◆ Brief:
Answer these questions about the forum thread below on capturing VHS or Hi-8:
1. Which two capture routes does the opening post name?
2. What does JohnWill propose as a better home for posts like this than stickying them?
3. To which format does Spidey23 convert the video before uploading it to Google Video?

# Capturing VHS or Hi-8 for Archiving or DVD Playback



## thecoalman (Mar 6, 2006)

Converting _analog_ VHS or Hi-8 to a _digital_ format is referred to as capturing, you're capturing the analog signal with a capable device and converting it to a digital format. This first initial step is the most important, many errors or problems cannot be fixed afterwards nor do you want to create any. There's many devices on the market for capturing and many methods. There is two distinct routes you can take, MPEG capture or AVI capture. Both have their pros and cons.

Here's a link to the complete and updated article:

http://www.nepadigital.com/articles/analog-capture.php


----------



## MysticEyes (Mar 30, 2002)

Good explanation. 'Sticky' material for sure.


----------



## thecoalman (Mar 6, 2006)

Thanks, I requested that it be stickied.


----------



## MysticEyes (Mar 30, 2002)

thecoalman said:


> Thanks, I requested that it be stickied.


So did I. :up:


----------



## Martial33 (Nov 1, 2002)

the Coalman

Great article! Thanks! Brings a lot to light.


----------



## JohnWill (Oct 19, 2002)

It's impossible to sticky all the good threads, since we'd have a couple of pages of static materials. What we are talking about is having a FAQ section that we can post this stuff in with an index. I'll mention it again to Mike, maybe we can get that going and have a place for posts like this. 

I'll stick this temporarily, because I agree it's a good treatment of the topic. Note that it can't stay there forever, hopefully we'll have a better solution by then.


----------



## Spidey23 (Mar 11, 2007)

:up:  Great article. Here is what I do...

I video tape our church services onto Hi-8. I use a Dazzle transfer device to my PC's USB port. I use Dazzle's software or Roxio 9 to capture the video from the camcorder to AVI format. The file size is about 8-10GB at this point. I then use Video Convert Master to convert the video to WMV format. I then upload it to Google Video for hosting. I then update the church web site to point to the video. I like Google because you can embed the html code right into your web site.

Links mentioned here:
Dazzle Products: http://www.pinnaclesys.com
Roxio: http://www.roxio.com
Video Convert Master: http://www.mcfunsoft.com


----------

◆ Entries supplied:
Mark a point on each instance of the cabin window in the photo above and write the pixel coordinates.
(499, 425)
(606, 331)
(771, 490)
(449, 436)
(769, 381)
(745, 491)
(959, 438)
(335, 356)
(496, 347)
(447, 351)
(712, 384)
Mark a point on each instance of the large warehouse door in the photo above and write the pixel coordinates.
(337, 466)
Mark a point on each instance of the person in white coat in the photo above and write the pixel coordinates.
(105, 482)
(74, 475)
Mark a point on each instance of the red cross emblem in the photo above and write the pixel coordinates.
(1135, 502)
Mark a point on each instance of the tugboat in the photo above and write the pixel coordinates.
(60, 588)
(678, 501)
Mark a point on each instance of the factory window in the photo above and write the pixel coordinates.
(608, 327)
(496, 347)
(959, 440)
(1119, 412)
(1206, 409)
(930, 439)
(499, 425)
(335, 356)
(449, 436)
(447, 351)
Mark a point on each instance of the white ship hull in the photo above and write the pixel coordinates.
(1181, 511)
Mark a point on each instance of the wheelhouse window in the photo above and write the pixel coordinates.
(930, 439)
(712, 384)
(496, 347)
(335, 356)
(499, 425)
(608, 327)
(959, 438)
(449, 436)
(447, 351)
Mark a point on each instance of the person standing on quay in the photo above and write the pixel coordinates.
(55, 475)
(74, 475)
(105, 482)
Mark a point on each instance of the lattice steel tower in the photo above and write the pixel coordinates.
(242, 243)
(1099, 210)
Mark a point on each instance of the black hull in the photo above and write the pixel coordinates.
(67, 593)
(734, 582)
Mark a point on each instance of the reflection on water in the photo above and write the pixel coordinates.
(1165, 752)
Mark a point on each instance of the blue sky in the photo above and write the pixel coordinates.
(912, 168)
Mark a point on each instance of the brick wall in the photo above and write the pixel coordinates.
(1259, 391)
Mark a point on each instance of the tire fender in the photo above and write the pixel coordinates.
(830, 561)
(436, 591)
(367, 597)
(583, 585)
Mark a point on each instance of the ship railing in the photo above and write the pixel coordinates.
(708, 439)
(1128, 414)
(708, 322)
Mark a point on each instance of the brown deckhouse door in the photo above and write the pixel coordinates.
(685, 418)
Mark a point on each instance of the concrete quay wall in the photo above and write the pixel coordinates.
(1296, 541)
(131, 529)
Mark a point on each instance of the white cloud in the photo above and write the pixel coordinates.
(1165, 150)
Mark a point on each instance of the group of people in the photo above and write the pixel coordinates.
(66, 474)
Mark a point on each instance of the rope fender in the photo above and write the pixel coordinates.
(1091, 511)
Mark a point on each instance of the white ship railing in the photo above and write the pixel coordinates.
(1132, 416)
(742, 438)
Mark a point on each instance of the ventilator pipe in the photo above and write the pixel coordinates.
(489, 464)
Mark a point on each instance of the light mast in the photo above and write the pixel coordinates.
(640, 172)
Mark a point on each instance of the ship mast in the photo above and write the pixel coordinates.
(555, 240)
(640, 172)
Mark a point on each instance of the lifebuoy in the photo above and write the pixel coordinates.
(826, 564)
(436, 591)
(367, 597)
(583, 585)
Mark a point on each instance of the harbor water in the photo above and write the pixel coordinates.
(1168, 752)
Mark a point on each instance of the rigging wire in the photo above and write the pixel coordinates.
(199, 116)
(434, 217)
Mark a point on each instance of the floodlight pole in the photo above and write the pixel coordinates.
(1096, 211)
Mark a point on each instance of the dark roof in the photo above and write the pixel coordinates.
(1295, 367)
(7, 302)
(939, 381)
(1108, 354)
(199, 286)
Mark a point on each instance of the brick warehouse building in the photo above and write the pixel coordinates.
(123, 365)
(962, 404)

◆ The response:
1. The routes are MPEG capture and AVI capture.
2. He proposes a FAQ section with an index.
3. Spidey23 converts the video to WMV format.